------ Input data
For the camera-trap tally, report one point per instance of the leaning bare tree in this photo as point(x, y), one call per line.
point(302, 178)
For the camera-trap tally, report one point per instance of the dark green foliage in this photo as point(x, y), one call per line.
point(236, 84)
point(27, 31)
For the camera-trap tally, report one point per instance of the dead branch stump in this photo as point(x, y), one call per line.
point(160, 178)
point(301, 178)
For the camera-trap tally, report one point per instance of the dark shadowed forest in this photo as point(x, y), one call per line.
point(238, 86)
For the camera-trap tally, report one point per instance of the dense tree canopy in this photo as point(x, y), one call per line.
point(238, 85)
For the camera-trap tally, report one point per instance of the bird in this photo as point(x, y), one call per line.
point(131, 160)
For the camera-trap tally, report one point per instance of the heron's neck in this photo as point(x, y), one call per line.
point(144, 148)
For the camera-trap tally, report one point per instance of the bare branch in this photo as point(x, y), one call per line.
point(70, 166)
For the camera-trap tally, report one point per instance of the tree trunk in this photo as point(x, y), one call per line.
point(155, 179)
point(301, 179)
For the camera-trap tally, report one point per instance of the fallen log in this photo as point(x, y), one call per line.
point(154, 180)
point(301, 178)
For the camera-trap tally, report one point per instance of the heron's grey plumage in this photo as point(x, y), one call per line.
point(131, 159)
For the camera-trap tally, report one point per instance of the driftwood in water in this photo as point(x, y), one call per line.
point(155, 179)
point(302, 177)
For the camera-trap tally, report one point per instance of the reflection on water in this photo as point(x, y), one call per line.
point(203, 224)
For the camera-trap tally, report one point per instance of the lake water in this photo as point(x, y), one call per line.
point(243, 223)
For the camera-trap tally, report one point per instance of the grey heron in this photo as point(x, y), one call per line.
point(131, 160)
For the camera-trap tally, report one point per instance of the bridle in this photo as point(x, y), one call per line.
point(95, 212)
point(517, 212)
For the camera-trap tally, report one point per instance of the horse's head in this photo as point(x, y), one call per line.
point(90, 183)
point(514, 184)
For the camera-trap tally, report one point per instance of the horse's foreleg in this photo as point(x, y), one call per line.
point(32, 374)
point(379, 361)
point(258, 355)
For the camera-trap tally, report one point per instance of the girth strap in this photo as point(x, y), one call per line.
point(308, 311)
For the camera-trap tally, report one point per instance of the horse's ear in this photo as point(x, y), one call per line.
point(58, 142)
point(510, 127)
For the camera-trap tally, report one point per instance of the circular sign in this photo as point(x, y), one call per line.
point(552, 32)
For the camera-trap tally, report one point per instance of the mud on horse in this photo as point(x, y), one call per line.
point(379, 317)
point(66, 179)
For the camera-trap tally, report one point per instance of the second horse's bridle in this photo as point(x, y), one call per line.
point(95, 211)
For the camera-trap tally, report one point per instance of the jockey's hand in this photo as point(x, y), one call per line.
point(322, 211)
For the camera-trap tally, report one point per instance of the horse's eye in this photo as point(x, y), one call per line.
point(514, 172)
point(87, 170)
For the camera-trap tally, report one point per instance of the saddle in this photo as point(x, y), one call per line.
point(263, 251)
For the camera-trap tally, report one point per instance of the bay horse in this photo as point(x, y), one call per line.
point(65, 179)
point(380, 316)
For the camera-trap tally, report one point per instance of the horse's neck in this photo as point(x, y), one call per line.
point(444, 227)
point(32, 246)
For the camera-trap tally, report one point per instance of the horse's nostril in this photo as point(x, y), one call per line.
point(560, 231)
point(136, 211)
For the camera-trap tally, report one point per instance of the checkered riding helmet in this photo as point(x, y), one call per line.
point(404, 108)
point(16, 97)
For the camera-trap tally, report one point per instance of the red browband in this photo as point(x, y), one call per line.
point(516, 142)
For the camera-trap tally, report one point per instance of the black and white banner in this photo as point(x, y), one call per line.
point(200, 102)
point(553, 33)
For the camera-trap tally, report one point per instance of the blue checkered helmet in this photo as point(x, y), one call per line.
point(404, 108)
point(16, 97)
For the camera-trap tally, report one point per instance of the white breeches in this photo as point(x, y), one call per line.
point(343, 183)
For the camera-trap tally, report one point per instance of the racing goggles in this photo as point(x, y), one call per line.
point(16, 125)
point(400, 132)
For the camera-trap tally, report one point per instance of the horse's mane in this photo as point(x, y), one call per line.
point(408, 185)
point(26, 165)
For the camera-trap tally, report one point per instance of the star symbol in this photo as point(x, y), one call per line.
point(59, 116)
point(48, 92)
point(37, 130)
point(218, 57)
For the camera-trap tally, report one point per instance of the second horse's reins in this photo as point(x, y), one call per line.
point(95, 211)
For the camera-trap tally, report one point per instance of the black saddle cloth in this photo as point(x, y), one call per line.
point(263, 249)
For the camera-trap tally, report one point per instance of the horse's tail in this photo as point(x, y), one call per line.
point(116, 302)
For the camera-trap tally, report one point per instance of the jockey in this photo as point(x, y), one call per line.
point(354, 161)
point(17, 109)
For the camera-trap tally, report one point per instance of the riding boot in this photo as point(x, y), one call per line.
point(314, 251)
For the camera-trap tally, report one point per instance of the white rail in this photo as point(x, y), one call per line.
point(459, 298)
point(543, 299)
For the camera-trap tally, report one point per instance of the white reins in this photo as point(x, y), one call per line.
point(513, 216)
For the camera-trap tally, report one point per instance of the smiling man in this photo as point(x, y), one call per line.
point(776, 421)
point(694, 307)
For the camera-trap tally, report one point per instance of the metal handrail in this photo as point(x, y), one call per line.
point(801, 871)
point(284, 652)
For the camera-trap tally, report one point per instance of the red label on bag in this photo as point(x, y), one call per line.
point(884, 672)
------------
Retype all of the data exactly. Leave nothing out.

» **Answer to the exercise**:
For the camera-trap tally, report one point per instance of the leaning bare tree in this photo as point(x, y), one call per line.
point(302, 178)
For the camera-trap tally, report one point per instance of the dark green foliage in this photo as point(x, y), one call per line.
point(236, 84)
point(27, 31)
For the camera-trap tally, report one point per instance of the dead branch stump in this photo as point(x, y), one call per line.
point(160, 178)
point(301, 178)
For the camera-trap tally, report one point per instance of the dark shadowed forest in this photo as point(x, y), one call per line.
point(238, 86)
For the camera-trap tally, report one point per instance of the dense tree canopy in this photo as point(x, y), one call per line.
point(238, 85)
For the camera-trap tally, report one point per instance of the bird in this photo as point(x, y), one call per line.
point(131, 160)
For the camera-trap tally, report one point per instance of the heron's neck in this photo as point(x, y), one call per line.
point(144, 148)
For the camera-trap tally, report one point per instance of the bare branch in this photo as point(x, y), one call per line.
point(70, 166)
For the camera-trap tally, report one point per instance of the tree trunk in this photo as point(x, y), one call per line.
point(155, 179)
point(301, 179)
For the camera-trap tally, report one point per instance of the fallen log in this photo as point(x, y), one call per line.
point(154, 180)
point(301, 178)
For the camera-trap tally, report one point per instance of the heron's grey plumage in this photo as point(x, y), one call per line.
point(131, 159)
For the camera-trap tally, report one point per instance of the driftwood in water in this photo as point(x, y), one call per line.
point(155, 179)
point(302, 177)
For the camera-trap tally, report one point per instance of the reflection on water in this photo as point(x, y), one call per line.
point(203, 224)
For the camera-trap tally, report one point per instance of the lake water in this photo as point(x, y), one call per line.
point(243, 223)
For the camera-trap tally, report one point per instance of the grey heron in this photo as point(x, y), one call per line.
point(131, 160)
For the camera-trap tally, report one point per instance of the bridle in this photo as point(x, y), one call per line.
point(95, 212)
point(517, 212)
For the camera-trap tally, report one point per instance of the horse's head in this photo as point(x, y), one call per line.
point(90, 183)
point(514, 184)
For the camera-trap tally, report one point per instance of the horse's foreleg in this photo as point(x, y), one call per line.
point(32, 374)
point(379, 361)
point(258, 355)
For the camera-trap tally, report one point per instance of the girth strap in this photo as point(x, y), one call per line.
point(308, 311)
For the camera-trap tally, report one point per instance of the horse's ear in this photo as point(x, y), one call per line.
point(58, 142)
point(510, 127)
For the camera-trap tally, report one point per instance of the circular sign in this photo as point(x, y), one call per line.
point(552, 32)
For the camera-trap tally, report one point per instance of the mud on horse in this photo as point(x, y), one call per line.
point(379, 317)
point(66, 179)
For the camera-trap tally, report one point per instance of the second horse's bridle in this photo as point(x, y), one call per line.
point(95, 211)
For the camera-trap tally, report one point per instance of the jockey's hand in this photo as point(x, y), one call per line.
point(322, 211)
For the camera-trap tally, report one point per instance of the horse's eye in this photo as point(x, y), one call per line.
point(514, 172)
point(87, 170)
For the camera-trap tally, report one point per instance of the saddle in this photo as point(x, y), one call per line.
point(263, 251)
For the camera-trap tally, report one point per instance of the bay horse in this photo as point(x, y), one call per line.
point(65, 179)
point(380, 316)
For the camera-trap tally, report one point per instance of the horse's neck in this photo as point(x, y), one call per line.
point(444, 227)
point(32, 246)
For the camera-trap tally, report one point per instance of the horse's nostril in this photo as point(x, y), one call per line.
point(560, 231)
point(136, 211)
For the camera-trap tally, report one point per instance of the checkered riding helmet in this photo as point(x, y), one call per line.
point(404, 108)
point(16, 97)
For the camera-trap tally, report one point per instance of the red browband in this photo as point(x, y), one call per line.
point(516, 142)
For the camera-trap tally, report one point per instance of the black and white banner in this photo as point(x, y), one call per line.
point(200, 102)
point(553, 33)
For the camera-trap tally, report one point per instance of the blue checkered helmet in this photo as point(x, y), one call per line.
point(404, 108)
point(16, 97)
For the camera-trap tally, report one point per instance of the white breeches in this photo as point(x, y), one call per line.
point(343, 183)
For the camera-trap tally, report one point per instance of the racing goggles in this photo as point(x, y), one call per line.
point(16, 125)
point(400, 132)
For the camera-trap tally, report one point per instance of the horse's mane in this photo as point(x, y), one call per line.
point(408, 185)
point(26, 165)
For the camera-trap tally, report one point per instance of the star symbol in this photo as point(x, y), one call per line.
point(59, 116)
point(48, 92)
point(37, 130)
point(218, 57)
For the camera-trap tally, report one point per instance of the second horse's reins in this photo as point(x, y), one call per line.
point(95, 211)
For the camera-trap tally, report one point per instance of the black saddle cloth in this photo as point(x, y), one call per line.
point(263, 249)
For the camera-trap tally, report one point per instance of the horse's tail in this photo as point(x, y), one call per line.
point(116, 302)
For the camera-trap tally, report one point per instance of the jockey in this photo as point(x, y), one call per line.
point(354, 161)
point(17, 109)
For the camera-trap tally, report one point per instance of the riding boot in this photo as point(x, y), one call per line.
point(314, 251)
For the camera-trap tally, report one point per instance of the white rail in this photo as point(x, y), one call per line.
point(459, 298)
point(543, 299)
For the camera-trap tally, report one point per instance of the white reins in this photo as point(x, y), one call per line.
point(513, 216)
For the camera-trap tally, report one point per instance of the smiling man in this photo as point(x, y), one call per line.
point(776, 421)
point(694, 307)
For the camera-trap tally, report one point per instance of the metal handrail in this photo as point(x, y), one call per line.
point(801, 871)
point(284, 652)
For the camera-trap tally, report one point per instance of the red label on bag in this photo as point(x, y), one call per line.
point(884, 672)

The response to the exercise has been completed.